## Supplied passage
-- -- --

Susan Shantz, (born 1957) is a Canadian sculptor. Her work is often described as spiritual and feminist. She currently resides in Saskatoon, Saskatchewan.

Shantz has worked with a variety of sculptural media, including twigs, ash, found objects, tomato paste, and 3D printed thermoplastic prints. Photographs of her selected works are available at the CCCA Canadian Art Database.

Themes in her work include dormancy, consumption, patterns of nature and translation.

Early life and education

Shantz has an undergraduate degree in English from Goshen College, a Master of Arts degree in Religion and Culture from Wilfrid Laurier University, and a Master of Arts degree in Sculpture and Interdisciplinary Studies from York University.

-- -- --

## Extracted records
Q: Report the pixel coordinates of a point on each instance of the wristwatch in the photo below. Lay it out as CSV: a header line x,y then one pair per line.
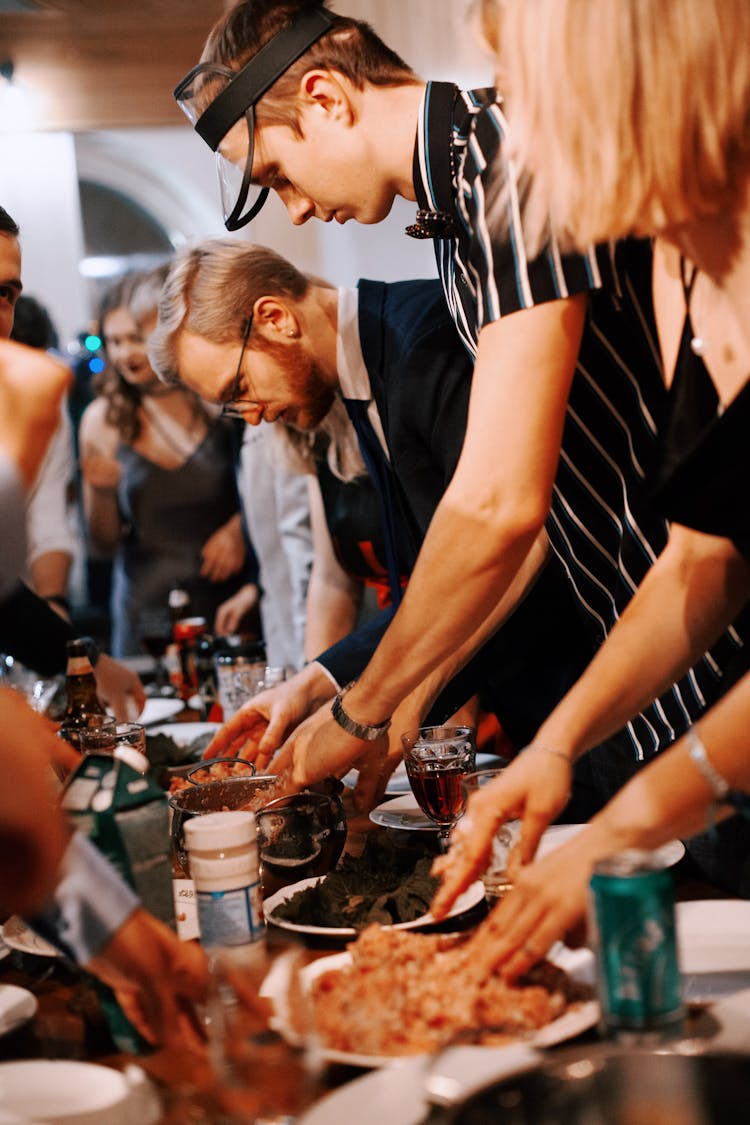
x,y
367,731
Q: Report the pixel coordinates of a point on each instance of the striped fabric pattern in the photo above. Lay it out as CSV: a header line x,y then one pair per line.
x,y
602,523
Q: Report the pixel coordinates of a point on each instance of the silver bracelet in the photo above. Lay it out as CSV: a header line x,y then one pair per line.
x,y
550,749
717,784
367,731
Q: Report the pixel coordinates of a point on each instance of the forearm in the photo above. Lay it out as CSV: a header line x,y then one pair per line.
x,y
693,592
671,798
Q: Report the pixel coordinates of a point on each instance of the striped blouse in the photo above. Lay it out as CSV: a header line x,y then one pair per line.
x,y
602,523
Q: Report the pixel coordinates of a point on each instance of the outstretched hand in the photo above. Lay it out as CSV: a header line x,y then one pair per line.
x,y
156,979
533,789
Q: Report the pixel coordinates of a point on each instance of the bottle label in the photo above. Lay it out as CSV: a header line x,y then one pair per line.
x,y
186,909
231,917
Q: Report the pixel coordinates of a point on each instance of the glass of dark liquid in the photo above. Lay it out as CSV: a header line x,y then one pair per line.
x,y
437,759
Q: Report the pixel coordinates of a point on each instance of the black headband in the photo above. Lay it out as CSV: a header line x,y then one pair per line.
x,y
260,73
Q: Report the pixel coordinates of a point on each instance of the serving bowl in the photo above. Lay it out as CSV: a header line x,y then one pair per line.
x,y
299,836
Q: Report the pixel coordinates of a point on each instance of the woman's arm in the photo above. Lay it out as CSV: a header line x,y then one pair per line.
x,y
101,474
670,798
333,599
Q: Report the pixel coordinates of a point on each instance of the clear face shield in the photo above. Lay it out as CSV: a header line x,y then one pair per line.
x,y
241,200
219,104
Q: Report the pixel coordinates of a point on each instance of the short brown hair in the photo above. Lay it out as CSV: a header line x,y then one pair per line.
x,y
351,47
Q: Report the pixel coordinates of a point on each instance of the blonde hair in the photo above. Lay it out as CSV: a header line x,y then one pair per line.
x,y
629,115
351,47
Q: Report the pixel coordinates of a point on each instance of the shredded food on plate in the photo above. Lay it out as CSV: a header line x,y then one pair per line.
x,y
406,993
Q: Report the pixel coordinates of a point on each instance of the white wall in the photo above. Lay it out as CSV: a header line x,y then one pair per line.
x,y
171,173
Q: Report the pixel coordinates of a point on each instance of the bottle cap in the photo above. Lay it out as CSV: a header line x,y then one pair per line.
x,y
219,830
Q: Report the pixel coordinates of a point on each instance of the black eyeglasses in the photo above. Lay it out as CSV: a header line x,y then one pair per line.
x,y
233,406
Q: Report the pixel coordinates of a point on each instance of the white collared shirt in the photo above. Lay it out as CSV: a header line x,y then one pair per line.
x,y
353,377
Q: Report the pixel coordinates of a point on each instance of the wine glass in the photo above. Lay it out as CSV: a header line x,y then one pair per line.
x,y
436,759
495,878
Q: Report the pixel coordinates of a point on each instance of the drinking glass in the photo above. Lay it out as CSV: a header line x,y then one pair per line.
x,y
436,761
495,878
238,677
261,1042
99,736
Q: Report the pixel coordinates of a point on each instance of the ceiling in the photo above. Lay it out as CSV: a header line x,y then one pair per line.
x,y
92,64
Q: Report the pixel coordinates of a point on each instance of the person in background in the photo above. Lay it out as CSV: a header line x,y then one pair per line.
x,y
278,519
51,541
298,352
59,881
159,482
648,158
30,630
567,377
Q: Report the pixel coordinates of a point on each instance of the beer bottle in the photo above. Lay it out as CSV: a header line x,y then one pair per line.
x,y
81,691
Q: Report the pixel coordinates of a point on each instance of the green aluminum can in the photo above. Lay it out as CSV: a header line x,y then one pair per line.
x,y
632,900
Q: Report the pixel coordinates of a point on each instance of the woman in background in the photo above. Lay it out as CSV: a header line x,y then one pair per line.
x,y
159,482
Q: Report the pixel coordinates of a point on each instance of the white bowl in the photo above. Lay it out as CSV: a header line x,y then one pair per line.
x,y
42,1091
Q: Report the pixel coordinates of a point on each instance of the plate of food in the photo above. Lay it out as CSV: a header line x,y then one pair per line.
x,y
403,812
389,883
557,835
394,995
312,903
19,936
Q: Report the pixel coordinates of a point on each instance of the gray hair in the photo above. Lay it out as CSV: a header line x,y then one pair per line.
x,y
209,290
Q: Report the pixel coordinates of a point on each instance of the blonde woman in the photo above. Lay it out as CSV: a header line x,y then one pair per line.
x,y
651,137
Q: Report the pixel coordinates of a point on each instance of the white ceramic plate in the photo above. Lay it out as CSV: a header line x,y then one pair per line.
x,y
578,963
17,1007
396,1095
466,901
184,732
399,782
19,936
557,835
713,941
62,1092
403,812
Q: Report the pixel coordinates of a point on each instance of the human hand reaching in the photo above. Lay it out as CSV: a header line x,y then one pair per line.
x,y
533,789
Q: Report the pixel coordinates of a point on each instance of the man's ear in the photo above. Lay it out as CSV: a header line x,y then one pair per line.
x,y
330,92
274,318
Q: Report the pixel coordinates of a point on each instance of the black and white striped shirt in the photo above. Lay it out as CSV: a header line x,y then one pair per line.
x,y
602,523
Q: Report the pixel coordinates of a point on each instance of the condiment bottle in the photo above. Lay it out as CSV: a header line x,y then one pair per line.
x,y
81,691
224,866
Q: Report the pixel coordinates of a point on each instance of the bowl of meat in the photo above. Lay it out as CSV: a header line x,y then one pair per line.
x,y
299,835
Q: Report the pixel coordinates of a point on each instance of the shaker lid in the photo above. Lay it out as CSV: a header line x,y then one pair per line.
x,y
219,830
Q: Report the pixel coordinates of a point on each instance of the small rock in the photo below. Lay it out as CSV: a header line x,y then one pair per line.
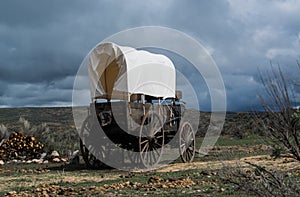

-- -- --

## Prompt 1
In the Susan Shantz passage, rewrite the paragraph beginning "Shantz has an undergraduate degree" as a list of her degrees and the schools that granted them.
## Prompt 2
Answer these from the Susan Shantz passage:
(a) In what year was Shantz born?
(b) Where are photographs of her selected works available?
(c) What themes does her work include?
## Prompt 3
Carry the Susan Shantz passage forward from its last sentence.

## Exercise answer 1
- Undergraduate degree in English, Goshen College
- Master of Arts in Religion and Culture, Wilfrid Laurier University
- Master of Arts in Sculpture and Interdisciplinary Studies, York University

## Exercise answer 2
(a) 1957
(b) At the CCCA Canadian Art Database
(c) Dormancy, consumption, patterns of nature and translation

## Exercise answer 3
Career
Shantz taught at both York University and Wilfrid Laurier University in Ontario and held a number of solo exhibits. She moved to Saskatoon in 1990 to work at the University of Saskatchewan, where she continued to exhibit. In 1996 she took part in an outdoor sculpture project at the Southern Alberta Art Gallery.

Shantz is a Professor in Sculpture and Extended Media at the University of Saskatchewan and she was the Department Head of Art and Art History from 2007-2013.

Shantz has received grants from the Canada Council, the Saskatchewan Arts Board, the British Columbia Arts Council and the Ontario Arts Council.

She has also written on the topics of spirituality in art and quilt-making.

Further reading

The ARTSask webpage on Susan Shantz includes videos on her artistic process.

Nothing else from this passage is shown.